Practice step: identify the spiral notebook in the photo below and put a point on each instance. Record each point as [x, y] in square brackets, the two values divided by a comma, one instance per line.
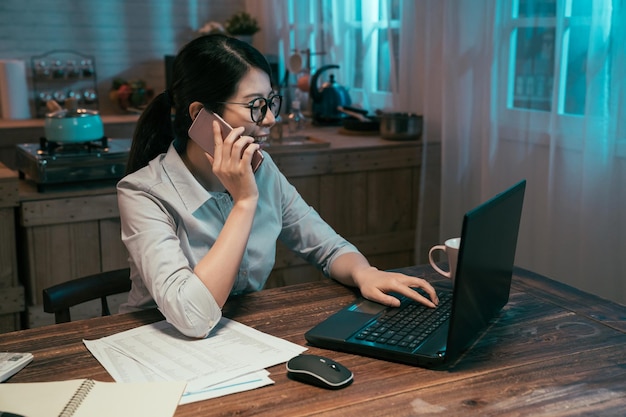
[89, 398]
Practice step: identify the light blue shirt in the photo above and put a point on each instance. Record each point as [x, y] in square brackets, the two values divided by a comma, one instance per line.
[169, 222]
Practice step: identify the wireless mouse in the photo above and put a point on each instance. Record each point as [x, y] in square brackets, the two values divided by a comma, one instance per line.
[319, 371]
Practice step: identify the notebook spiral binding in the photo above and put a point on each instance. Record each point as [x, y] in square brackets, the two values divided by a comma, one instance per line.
[78, 397]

** WORK TO DO **
Reproduce the listing word for word, starting at the line that contains "Practice step: identify the wireless" and continuing through the last line of the listing.

** PROBLEM SOLUTION **
Practice step: identify the wireless mouse in the photo above and put a point on each instance. Record each point as [x, y] in square brackets, the two values divided by a comma, one instance per line.
[319, 371]
Practice step: identify the notebook spiral binding in the photo above and put a point on each instance. Record each point as [x, y] in square brackets, the two values divided by a comma, one instance per line.
[78, 397]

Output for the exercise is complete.